■ **Records shown**:
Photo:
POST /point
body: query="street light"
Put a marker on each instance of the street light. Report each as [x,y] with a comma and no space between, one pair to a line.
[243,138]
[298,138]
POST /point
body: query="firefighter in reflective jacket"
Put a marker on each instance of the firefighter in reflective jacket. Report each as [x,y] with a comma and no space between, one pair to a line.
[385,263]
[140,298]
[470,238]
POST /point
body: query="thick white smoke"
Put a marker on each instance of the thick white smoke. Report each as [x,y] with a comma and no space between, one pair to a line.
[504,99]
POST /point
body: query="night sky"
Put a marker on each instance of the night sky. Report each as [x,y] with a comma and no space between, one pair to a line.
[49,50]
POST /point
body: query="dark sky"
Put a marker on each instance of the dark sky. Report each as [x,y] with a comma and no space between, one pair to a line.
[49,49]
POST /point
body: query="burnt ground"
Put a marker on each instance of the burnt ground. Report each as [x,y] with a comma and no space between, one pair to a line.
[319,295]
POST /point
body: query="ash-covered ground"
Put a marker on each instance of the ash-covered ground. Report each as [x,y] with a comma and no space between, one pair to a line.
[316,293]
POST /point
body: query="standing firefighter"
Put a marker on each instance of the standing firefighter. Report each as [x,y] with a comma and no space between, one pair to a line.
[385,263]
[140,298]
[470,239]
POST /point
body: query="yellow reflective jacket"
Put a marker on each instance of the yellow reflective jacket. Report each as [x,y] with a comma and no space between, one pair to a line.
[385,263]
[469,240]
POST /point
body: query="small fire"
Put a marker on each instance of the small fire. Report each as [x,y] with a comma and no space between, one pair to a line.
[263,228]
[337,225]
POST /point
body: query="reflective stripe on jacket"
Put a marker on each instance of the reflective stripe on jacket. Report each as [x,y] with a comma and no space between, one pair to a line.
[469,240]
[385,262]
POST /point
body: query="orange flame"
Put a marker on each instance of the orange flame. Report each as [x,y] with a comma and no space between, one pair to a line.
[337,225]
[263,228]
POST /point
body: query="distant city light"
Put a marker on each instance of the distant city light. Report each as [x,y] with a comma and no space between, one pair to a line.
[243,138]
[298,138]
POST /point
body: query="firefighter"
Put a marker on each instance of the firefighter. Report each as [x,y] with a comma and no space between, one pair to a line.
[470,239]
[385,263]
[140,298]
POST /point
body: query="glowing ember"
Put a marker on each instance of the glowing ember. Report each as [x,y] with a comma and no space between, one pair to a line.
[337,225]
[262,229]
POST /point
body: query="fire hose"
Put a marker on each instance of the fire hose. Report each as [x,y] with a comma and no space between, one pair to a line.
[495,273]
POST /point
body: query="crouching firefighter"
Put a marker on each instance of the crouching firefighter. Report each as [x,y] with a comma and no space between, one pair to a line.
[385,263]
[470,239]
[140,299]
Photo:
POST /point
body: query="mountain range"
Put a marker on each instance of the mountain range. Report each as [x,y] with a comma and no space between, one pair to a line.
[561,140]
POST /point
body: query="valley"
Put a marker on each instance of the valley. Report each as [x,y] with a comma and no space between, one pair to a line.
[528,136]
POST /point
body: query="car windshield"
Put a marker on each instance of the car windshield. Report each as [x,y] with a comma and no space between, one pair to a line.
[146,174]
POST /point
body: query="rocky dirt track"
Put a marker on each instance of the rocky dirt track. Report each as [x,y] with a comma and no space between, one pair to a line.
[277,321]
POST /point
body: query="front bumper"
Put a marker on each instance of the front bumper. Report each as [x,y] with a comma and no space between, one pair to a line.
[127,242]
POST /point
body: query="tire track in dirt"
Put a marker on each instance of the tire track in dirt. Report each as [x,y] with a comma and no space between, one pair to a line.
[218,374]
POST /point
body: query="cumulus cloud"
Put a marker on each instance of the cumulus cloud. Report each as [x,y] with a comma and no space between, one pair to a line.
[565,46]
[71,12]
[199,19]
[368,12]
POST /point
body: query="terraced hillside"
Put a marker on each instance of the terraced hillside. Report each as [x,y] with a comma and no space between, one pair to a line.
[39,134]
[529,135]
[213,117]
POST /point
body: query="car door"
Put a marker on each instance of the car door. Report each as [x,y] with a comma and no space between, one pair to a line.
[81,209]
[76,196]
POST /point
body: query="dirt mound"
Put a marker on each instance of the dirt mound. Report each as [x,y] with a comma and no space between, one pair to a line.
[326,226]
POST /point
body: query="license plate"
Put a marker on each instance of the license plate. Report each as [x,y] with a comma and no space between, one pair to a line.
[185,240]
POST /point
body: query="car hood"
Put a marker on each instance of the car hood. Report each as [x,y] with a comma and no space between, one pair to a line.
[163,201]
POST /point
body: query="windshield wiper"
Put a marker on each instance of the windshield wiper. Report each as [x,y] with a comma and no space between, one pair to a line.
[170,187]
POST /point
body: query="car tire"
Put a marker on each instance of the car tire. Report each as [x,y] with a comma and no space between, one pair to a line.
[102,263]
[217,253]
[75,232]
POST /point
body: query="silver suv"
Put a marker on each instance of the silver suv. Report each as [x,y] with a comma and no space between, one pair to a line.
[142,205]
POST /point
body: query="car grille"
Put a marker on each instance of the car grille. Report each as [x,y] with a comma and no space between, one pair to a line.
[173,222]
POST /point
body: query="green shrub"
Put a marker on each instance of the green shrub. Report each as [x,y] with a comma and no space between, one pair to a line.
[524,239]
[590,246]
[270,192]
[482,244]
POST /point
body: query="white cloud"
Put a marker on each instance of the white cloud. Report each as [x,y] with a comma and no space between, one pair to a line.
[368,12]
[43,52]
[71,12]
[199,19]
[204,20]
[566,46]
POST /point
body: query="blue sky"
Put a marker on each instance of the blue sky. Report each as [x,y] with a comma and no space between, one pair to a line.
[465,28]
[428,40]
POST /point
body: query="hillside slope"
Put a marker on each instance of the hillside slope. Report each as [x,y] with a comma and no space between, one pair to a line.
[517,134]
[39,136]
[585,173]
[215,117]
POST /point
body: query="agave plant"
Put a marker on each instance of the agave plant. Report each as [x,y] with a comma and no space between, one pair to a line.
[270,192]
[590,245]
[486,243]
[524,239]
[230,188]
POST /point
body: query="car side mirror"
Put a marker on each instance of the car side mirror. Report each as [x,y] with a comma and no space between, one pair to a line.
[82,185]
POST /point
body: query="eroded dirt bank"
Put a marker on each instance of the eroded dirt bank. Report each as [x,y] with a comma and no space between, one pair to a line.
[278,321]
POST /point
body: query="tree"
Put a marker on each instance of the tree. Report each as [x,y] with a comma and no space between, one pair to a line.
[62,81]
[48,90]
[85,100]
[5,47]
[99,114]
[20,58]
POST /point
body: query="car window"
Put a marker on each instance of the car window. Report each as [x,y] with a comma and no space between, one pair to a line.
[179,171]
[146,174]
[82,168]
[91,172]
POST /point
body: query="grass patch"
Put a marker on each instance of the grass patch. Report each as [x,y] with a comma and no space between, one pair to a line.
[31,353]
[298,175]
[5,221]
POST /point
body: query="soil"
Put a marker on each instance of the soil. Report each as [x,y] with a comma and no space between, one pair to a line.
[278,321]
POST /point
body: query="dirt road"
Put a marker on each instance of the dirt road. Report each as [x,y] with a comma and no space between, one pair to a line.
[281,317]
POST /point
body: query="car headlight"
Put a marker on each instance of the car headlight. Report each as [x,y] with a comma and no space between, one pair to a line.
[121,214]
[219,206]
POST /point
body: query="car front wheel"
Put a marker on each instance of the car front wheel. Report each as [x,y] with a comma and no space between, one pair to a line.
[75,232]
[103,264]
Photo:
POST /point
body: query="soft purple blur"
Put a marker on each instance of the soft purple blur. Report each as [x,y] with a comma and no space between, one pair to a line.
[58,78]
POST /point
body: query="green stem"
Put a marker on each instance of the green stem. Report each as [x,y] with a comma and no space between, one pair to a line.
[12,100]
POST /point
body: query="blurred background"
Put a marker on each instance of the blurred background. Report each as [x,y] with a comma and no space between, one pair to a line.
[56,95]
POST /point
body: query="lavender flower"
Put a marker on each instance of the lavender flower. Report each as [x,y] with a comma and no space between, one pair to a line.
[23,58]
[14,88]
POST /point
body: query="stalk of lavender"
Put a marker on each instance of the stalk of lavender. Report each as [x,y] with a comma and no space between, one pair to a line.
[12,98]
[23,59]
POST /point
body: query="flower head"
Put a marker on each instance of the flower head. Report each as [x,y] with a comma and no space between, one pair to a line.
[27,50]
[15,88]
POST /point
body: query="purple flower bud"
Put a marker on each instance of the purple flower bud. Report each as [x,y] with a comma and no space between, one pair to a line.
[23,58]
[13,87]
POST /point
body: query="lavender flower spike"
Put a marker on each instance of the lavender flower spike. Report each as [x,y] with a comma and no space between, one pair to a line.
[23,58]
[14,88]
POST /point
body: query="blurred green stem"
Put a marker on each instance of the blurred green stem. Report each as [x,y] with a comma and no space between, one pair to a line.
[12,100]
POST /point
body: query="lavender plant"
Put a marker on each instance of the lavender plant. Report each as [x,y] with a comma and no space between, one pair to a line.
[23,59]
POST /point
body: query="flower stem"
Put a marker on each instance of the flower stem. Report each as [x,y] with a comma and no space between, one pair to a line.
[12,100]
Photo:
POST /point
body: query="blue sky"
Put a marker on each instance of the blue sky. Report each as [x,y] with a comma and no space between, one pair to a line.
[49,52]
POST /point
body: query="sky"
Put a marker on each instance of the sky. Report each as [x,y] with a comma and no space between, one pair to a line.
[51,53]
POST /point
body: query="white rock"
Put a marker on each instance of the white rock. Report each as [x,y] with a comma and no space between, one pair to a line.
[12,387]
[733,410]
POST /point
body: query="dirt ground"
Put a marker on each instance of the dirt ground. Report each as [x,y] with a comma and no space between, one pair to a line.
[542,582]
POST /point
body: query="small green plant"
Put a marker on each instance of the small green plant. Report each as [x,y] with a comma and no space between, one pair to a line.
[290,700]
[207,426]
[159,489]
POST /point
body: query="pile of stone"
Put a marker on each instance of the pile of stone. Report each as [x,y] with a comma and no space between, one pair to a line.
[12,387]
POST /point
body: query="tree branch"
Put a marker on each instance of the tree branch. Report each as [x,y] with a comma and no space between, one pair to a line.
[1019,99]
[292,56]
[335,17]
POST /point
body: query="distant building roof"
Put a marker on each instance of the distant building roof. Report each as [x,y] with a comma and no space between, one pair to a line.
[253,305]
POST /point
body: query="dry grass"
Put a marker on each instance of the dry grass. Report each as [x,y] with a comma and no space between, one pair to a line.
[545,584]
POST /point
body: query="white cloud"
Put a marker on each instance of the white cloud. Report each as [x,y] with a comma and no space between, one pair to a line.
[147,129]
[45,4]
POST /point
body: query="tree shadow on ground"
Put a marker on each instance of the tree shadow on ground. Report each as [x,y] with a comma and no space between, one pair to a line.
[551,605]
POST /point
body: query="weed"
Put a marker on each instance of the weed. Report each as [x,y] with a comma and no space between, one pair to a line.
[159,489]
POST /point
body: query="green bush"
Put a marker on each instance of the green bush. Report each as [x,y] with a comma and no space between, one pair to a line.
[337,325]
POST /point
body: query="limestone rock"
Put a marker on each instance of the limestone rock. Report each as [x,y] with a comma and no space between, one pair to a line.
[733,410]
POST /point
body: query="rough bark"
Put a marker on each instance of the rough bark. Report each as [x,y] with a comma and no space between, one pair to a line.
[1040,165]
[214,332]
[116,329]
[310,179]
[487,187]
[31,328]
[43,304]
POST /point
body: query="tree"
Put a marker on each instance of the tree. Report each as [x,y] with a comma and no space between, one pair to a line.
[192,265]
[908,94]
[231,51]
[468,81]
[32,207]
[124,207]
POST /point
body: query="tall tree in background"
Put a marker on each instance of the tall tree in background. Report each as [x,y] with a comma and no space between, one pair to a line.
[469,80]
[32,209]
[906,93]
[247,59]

■ **Exercise goal**: Starting at the line that contains "Put a marker on each instance of the rough", copy each line through the last line of the listing, and copy nothing else.

■ **Task response**:
Put a marker on each instance of the rough bark. Report each as [x,y] with a comma and no space between, one pair to a line.
[1040,165]
[214,332]
[116,329]
[310,179]
[487,187]
[31,328]
[43,304]
POST /point
body: query="tree"
Put a marker on each instance of the tree. Report each as [x,y] with a comma and no space between, one pair to a line.
[192,265]
[908,94]
[231,51]
[468,81]
[32,207]
[124,207]
POST /point
body: query="tall tree in background"
Put a marker on each instance of the tall tree in background. Report each as [x,y] with a comma and no space between, one pair to a line.
[469,80]
[32,209]
[906,93]
[247,59]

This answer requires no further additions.